Sasarannya: Twitter --sebagai perusahaan. Juga Facebook dan YouTube. Terutama Twitter.

Dengan dekrit itu, platform seperti Twitter bisa diperkarakan. Kalau terbukti bersalah bisa dipenjara. Atau diminta ganti rugi.

Trump memang lagi sewot pada Twitter. Ia menilai Twitter menyensor postingannya. 

Minggu ini saja dua kali.

Yang kali pertama postingan tentang pemungutan suara. Di negara bagian California. Yang dilakukan secara online --akibat Covid-19.

Trump --lewat postingan Twitter-nya-- menilai pemungutan suara dengan cara itu penuh kecurangan. 

Twitter sebenarnya tidak memblokade postingan Presiden Trump itu. Follower Trump --yang 80 juta orang -- tetap bisa membacanya. Tapi ”redaksi” Twitter memberi catatan: perlu dicek, apakah faktanya begitu.

Unggahan kedua: soal kerusuhan di Minneapolis. Trump mengunggah Twitter yang dianggap mengagungkan kekerasan. Begini bunyi twitternya: ”Begitu penjarahan dimulai penembakan juga dimulai”.

Bunyi Twitter presiden seperti itu dianggap justru membakar kerusuhan.

Follower Trump tetap bisa membaca postingan itu secara lengkap. Tapi ”redaksi” Twitter memberi catatan bahwa bunyi postingan seperti itu melanggar kebijakan isi Twitter. Yakni mengagungkan kekerasan tadi.

Di Kota Minneapolis --kota terbesar di negara bagian Minnesota-- memang terjadi kerusuhan tiga hari. Dimulai Rabu lalu. Gegaranya: orang kulit hitam tewas setelah lehernya ditindih dengkul polisi kulit putih di jalanan.

Ciri-ciri orang itu, George Floyd, dinilai sama dengan yang diceritakan oleh pemilik toko ke nomor pengaduan 911. Kata pemilik toko: baru saja ada orang kulit hitam membayar dengan uang palsu.

■ **INFORMASI YANG DIBERIKAN**:
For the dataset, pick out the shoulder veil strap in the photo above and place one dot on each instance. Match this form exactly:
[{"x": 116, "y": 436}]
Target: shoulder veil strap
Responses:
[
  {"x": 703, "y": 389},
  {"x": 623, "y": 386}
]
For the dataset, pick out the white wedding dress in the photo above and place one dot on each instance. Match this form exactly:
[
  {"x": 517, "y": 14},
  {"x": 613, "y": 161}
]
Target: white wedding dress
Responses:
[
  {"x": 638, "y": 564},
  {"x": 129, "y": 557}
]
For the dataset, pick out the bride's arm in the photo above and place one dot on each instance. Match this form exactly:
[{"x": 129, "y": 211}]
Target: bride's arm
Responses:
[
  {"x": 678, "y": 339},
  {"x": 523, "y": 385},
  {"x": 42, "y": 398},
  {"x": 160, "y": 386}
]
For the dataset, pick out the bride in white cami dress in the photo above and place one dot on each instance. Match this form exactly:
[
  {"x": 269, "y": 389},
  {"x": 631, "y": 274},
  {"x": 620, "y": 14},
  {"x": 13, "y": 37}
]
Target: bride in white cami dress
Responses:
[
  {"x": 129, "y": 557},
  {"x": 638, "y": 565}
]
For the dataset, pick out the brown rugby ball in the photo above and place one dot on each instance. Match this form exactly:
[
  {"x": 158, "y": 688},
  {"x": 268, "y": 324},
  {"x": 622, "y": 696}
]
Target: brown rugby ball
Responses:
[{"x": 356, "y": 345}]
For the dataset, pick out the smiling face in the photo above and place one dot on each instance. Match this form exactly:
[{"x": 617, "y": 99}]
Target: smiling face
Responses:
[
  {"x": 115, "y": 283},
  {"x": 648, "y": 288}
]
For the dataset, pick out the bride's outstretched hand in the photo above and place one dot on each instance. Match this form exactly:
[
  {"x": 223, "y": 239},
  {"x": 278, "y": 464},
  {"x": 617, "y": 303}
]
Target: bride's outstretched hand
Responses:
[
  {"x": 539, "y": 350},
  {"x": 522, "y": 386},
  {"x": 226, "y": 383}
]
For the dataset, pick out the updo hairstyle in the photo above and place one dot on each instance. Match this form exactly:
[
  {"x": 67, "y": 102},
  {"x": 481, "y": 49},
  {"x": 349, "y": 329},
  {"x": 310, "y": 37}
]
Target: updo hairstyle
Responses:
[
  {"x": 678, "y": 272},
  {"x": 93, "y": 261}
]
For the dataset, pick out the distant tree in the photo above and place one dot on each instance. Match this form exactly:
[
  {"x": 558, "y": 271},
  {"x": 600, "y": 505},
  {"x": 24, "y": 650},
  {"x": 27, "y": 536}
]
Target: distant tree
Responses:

■ **BUTIR TUGAS A**: Menurut teks tentang Trump dan Twitter, berapa lama kerusuhan di Kota Minneapolis terjadi?
■ **BUTIR TUGAS B**: Tuliskan kembali tanpa perubahan bagian teks tentang Trump dan Twitter mulai dari "Sasarannya: Twitter --sebagai" sampai dengan "Twitter menyensor postingannya.".

■ **KOTAK JAWABAN A**: Tiga hari, dimulai Rabu lalu.

■ **KOTAK JAWABAN B**:
Sasarannya: Twitter --sebagai perusahaan. Juga Facebook dan YouTube. Terutama Twitter.

Dengan dekrit itu, platform seperti Twitter bisa diperkarakan. Kalau terbukti bersalah bisa dipenjara. Atau diminta ganti rugi.

Trump memang lagi sewot pada Twitter. Ia menilai Twitter menyensor postingannya.